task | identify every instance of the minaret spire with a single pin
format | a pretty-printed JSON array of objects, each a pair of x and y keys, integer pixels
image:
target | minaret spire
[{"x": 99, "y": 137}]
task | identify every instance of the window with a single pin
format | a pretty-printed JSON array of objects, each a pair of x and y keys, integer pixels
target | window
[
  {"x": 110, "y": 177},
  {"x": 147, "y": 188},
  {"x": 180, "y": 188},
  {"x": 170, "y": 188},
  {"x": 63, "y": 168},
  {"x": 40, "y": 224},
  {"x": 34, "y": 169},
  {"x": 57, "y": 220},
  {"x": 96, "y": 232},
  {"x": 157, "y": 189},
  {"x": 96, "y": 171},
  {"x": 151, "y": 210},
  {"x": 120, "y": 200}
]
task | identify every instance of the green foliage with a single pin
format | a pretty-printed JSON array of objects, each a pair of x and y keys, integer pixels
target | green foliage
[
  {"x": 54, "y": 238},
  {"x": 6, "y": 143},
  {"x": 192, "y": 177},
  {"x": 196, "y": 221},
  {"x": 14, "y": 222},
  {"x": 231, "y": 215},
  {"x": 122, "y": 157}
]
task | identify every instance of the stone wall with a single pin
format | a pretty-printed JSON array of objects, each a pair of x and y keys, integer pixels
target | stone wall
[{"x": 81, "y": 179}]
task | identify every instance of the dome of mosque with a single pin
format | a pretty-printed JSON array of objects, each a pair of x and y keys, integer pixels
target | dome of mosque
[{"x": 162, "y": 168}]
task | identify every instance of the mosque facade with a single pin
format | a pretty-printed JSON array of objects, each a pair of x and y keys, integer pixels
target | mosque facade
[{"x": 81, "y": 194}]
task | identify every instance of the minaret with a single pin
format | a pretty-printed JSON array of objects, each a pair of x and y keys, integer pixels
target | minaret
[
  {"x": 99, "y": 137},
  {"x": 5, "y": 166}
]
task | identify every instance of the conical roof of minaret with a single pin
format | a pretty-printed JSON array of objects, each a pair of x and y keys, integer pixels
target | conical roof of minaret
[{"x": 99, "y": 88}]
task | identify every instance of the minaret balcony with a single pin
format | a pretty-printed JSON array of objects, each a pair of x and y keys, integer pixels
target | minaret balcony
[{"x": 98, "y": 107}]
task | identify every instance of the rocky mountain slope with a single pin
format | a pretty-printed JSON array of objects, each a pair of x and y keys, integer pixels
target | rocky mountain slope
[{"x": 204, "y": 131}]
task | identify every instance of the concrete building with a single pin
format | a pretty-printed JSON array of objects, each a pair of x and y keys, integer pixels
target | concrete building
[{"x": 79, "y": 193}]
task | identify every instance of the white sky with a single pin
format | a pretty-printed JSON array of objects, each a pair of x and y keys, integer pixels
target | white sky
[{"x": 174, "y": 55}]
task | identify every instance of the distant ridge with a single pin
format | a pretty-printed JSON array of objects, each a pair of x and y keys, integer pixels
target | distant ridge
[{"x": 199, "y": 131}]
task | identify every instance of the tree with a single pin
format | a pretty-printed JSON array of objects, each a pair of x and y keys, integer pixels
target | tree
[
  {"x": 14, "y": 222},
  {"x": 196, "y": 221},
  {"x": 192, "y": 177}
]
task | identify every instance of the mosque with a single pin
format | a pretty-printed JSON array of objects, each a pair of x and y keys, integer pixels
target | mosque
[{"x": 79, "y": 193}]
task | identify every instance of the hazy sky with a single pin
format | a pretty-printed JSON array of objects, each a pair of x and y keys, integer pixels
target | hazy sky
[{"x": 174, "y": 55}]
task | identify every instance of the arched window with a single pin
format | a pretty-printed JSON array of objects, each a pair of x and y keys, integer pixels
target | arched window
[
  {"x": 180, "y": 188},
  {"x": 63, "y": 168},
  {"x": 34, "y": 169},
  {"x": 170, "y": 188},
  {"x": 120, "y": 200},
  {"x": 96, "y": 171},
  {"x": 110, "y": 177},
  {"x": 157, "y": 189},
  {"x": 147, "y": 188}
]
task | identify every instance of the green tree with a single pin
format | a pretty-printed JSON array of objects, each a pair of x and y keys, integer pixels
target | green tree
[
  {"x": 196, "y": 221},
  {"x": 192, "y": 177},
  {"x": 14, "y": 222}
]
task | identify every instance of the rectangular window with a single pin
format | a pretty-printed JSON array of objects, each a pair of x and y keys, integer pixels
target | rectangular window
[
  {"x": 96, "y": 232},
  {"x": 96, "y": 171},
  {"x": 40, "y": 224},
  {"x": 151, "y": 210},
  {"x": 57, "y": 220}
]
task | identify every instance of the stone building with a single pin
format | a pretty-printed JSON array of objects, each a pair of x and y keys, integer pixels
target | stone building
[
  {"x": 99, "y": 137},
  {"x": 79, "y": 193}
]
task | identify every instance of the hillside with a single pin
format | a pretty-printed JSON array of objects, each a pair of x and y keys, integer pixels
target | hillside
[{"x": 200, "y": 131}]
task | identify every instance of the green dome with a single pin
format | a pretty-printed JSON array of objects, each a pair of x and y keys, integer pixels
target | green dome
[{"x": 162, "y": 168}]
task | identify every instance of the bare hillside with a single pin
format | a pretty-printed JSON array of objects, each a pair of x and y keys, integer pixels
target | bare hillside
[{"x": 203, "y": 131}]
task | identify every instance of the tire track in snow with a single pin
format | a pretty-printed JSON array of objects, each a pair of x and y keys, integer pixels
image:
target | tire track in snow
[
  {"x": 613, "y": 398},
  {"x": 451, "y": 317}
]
◇ ◇ ◇ ◇ ◇
* [Brief]
Every line from the line containing "task | identify every instance of the minaret with" through the line containing "task | identify every instance of the conical" in the records above must be retyped exactly. Leave out the rest.

* [Response to this task]
task | identify every instance of the minaret with a single pin
format | a pretty-printed JSON array of objects, each a pair of x and y keys, integer pixels
target | minaret
[
  {"x": 99, "y": 137},
  {"x": 5, "y": 166}
]
task | identify every instance of the conical roof of minaret with a single pin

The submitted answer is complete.